* PROMPT
Gather each line from the items below that contains the string "background" and copy it in full. Case counts when matching.

Coordinate annotation entries
▶
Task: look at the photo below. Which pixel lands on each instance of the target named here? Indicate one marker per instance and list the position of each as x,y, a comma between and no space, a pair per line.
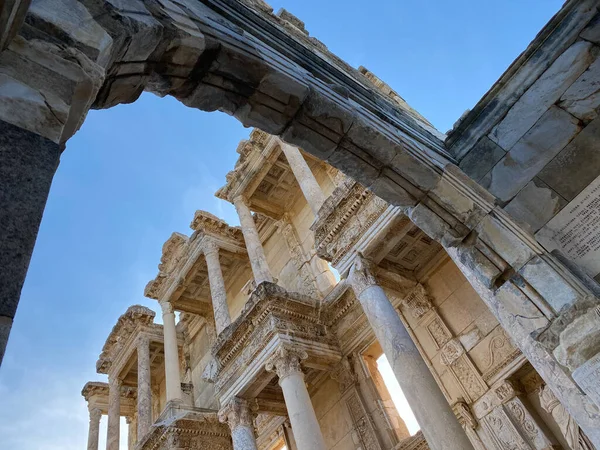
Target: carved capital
451,351
464,415
286,361
237,413
361,275
95,415
167,307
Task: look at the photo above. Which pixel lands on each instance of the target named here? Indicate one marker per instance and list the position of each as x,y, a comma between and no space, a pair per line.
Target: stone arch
237,57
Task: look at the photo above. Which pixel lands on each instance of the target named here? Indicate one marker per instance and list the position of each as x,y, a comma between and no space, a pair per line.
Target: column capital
210,247
166,306
95,414
286,361
237,413
361,274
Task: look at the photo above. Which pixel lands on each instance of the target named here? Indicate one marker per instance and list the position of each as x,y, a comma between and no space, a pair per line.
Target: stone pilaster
94,431
173,377
114,414
440,427
144,407
286,363
256,254
307,181
217,286
238,416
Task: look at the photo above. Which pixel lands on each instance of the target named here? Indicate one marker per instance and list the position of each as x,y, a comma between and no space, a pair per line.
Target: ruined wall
532,140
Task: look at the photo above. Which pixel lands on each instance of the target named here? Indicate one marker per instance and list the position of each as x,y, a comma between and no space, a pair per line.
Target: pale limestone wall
540,153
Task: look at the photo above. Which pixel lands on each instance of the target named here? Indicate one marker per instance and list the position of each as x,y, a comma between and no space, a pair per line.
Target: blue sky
136,173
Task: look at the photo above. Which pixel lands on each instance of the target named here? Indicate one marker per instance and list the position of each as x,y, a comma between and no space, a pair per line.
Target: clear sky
136,173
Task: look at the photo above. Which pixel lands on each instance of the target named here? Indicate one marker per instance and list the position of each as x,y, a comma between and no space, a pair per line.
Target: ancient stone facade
470,260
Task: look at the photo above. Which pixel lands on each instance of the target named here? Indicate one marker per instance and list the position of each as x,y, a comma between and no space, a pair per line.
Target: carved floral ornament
286,361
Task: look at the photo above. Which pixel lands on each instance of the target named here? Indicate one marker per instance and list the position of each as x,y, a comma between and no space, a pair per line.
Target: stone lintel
271,318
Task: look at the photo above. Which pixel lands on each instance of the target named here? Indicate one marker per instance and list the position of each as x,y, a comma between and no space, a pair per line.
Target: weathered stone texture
543,93
531,153
577,165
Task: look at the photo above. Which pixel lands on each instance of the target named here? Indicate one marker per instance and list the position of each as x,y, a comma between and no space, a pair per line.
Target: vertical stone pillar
258,260
217,286
114,414
440,427
238,416
172,375
144,410
286,364
27,164
307,181
94,431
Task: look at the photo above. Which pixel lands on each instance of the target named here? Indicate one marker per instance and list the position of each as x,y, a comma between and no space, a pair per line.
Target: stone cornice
136,318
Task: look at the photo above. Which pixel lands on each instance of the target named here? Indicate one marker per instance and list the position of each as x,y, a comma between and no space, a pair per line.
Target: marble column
238,416
307,181
256,254
440,427
27,164
217,286
286,364
144,407
94,431
114,414
172,375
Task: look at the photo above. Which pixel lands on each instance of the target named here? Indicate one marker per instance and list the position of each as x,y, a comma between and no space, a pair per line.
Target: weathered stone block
583,97
577,165
543,93
592,31
482,157
543,142
535,205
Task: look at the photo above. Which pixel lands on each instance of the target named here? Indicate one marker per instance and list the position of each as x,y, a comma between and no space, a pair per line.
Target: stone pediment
272,318
135,318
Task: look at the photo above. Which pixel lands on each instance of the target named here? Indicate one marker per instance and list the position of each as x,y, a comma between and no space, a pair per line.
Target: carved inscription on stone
575,231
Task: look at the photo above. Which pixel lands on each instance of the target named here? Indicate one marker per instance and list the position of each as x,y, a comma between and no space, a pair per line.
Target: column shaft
307,432
217,287
114,414
94,431
307,181
144,407
258,260
27,164
173,377
440,427
238,416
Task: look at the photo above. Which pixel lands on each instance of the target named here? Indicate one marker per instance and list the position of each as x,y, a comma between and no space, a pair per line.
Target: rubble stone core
484,204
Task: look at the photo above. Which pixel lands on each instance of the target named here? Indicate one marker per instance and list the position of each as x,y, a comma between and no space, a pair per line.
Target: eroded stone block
549,136
543,93
535,205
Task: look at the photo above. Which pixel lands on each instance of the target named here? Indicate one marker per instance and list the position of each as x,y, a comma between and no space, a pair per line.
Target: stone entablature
185,427
272,318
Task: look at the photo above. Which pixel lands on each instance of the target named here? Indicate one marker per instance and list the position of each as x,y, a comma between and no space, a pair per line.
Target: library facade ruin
471,259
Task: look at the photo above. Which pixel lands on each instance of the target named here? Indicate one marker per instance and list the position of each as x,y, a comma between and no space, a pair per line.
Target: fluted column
172,375
307,181
238,416
258,260
217,286
286,364
144,410
440,427
94,431
113,429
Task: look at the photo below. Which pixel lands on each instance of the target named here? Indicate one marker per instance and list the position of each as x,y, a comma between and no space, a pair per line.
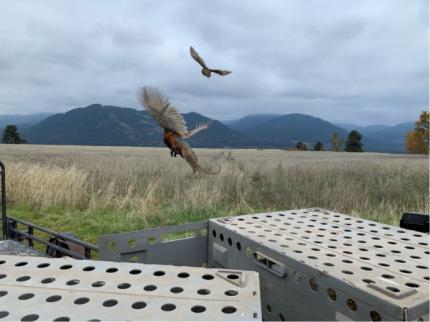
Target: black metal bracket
58,244
415,221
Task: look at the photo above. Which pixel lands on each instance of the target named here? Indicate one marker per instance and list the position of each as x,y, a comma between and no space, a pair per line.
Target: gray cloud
359,61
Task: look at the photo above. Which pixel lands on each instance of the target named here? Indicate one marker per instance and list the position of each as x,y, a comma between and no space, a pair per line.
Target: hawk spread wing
197,58
220,72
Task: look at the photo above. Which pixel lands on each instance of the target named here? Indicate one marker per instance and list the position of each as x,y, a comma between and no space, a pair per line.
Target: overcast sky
361,62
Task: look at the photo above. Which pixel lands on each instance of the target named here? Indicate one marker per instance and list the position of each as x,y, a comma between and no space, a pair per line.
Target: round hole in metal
228,309
198,309
238,246
168,307
138,305
208,277
351,305
30,317
375,316
67,266
73,282
110,303
231,293
53,298
47,280
43,265
3,314
132,243
176,289
232,276
123,286
81,300
203,291
183,275
313,284
331,294
393,289
88,268
98,284
25,296
387,276
150,288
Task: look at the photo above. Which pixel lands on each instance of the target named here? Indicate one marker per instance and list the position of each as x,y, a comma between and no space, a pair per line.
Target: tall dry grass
147,182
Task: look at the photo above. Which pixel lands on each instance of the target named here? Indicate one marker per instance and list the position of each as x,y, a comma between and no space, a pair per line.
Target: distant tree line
11,135
351,144
417,140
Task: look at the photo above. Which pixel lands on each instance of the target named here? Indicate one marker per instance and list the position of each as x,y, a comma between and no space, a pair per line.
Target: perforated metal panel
175,245
320,265
49,289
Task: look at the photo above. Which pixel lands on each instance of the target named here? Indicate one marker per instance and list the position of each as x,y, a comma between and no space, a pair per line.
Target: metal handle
270,264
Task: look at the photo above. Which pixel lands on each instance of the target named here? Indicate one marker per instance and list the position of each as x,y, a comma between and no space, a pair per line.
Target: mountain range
118,126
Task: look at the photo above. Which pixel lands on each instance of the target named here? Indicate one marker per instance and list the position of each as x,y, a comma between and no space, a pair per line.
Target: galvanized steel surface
322,264
185,244
65,289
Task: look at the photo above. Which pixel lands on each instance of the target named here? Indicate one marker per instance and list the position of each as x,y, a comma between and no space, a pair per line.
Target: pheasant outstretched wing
162,111
165,114
197,58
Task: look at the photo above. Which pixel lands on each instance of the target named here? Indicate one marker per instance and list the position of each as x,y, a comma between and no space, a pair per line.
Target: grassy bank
94,190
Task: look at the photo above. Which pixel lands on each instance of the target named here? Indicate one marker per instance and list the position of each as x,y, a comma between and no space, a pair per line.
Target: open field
94,190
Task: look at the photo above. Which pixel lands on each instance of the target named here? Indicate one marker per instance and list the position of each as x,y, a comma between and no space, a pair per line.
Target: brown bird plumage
174,126
206,71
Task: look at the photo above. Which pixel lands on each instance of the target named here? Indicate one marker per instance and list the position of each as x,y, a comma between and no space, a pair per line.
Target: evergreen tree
301,146
336,143
11,135
319,146
417,141
353,143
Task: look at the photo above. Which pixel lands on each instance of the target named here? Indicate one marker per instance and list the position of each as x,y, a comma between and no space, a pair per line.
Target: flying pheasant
173,124
206,70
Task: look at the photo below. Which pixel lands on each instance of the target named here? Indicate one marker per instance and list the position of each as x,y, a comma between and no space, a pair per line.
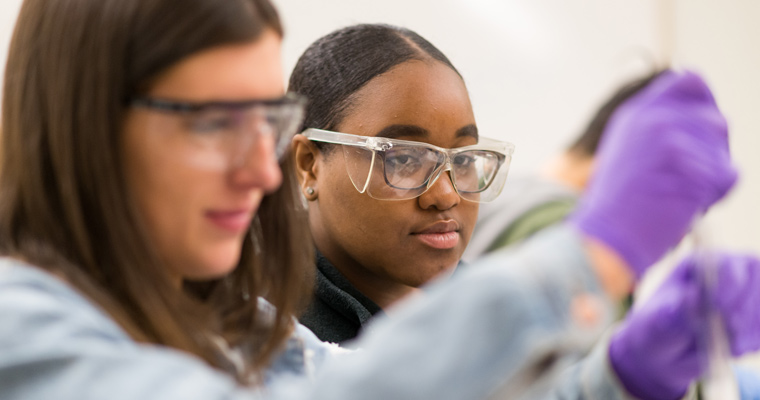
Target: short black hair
337,65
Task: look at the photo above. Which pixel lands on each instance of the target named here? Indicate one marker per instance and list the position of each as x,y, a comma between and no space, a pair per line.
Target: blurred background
537,69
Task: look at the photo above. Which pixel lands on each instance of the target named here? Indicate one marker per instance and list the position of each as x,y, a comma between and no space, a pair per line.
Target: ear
305,154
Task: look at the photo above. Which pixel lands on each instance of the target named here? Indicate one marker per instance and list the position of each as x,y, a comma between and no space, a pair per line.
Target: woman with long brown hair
153,249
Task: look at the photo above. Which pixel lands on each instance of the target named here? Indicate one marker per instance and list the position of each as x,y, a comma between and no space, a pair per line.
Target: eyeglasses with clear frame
225,131
393,169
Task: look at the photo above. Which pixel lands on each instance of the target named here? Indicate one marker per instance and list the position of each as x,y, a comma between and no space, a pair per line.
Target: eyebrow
414,131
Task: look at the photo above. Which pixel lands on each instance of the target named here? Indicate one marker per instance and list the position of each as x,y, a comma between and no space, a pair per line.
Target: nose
256,165
441,195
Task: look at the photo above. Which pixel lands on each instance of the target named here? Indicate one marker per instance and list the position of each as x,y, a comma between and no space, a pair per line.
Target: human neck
569,169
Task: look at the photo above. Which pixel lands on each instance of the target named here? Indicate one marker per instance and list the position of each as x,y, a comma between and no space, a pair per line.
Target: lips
233,221
440,235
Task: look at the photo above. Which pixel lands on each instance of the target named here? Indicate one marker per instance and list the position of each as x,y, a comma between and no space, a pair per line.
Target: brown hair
64,203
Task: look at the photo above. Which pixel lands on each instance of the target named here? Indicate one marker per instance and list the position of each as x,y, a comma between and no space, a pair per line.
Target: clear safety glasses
226,131
392,169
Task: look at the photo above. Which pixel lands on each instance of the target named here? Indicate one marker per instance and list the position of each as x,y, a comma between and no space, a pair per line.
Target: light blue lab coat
469,337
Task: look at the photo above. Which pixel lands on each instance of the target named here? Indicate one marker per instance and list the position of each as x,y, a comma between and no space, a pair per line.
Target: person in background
534,202
153,249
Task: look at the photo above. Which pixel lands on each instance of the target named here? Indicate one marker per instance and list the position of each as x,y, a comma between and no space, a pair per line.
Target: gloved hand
658,351
663,159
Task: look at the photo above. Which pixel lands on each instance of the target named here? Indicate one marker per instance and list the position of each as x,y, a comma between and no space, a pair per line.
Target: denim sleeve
592,378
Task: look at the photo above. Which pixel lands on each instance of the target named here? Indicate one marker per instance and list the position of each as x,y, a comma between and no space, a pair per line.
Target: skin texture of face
196,213
381,246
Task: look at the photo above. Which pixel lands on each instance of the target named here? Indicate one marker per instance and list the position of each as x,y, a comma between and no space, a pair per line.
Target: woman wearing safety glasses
393,167
402,130
152,248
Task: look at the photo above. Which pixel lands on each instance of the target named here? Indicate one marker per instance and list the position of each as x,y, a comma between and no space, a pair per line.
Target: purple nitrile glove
657,351
663,160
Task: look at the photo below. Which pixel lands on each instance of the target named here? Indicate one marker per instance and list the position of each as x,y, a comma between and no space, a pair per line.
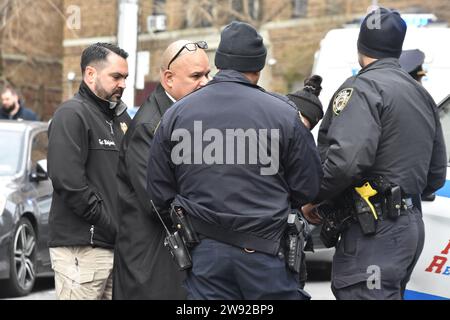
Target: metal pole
127,40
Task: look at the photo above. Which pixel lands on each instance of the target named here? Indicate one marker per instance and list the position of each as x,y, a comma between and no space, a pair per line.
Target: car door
43,191
431,276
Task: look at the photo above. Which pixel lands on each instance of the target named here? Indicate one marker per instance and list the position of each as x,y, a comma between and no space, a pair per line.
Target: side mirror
40,172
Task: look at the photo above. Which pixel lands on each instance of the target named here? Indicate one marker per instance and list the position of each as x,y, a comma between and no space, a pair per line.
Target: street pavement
318,286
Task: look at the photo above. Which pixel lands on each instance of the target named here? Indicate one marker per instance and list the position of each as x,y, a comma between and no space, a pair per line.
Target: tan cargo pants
82,273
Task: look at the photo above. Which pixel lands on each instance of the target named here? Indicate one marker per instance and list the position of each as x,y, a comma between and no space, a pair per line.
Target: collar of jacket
386,63
162,100
233,76
112,109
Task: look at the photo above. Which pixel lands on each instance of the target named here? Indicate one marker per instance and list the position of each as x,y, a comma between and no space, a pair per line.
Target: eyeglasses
191,46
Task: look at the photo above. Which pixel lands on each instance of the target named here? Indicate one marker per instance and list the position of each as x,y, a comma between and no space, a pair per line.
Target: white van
337,60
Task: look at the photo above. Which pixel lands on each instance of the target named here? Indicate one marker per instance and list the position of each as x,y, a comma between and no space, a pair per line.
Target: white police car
431,276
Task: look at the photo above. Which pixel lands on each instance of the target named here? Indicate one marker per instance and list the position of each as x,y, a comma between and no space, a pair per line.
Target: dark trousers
224,272
378,266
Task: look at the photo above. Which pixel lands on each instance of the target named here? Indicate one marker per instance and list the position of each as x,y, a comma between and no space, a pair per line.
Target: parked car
431,276
25,199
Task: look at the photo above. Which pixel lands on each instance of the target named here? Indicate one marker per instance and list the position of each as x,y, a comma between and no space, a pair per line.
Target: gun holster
364,215
177,248
393,202
295,241
331,228
183,224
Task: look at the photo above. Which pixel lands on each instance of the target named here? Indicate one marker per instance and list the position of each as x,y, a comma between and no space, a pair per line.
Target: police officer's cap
307,100
382,34
241,48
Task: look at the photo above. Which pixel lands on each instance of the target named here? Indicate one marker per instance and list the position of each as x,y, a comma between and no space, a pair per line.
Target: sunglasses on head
191,46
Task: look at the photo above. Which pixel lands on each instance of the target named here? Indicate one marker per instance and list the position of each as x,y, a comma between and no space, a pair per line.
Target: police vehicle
431,277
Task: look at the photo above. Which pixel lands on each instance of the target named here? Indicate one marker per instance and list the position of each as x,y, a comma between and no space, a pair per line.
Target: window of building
◀
* RESPONSE TO THIS TASK
Target: blurred background
Target: person in background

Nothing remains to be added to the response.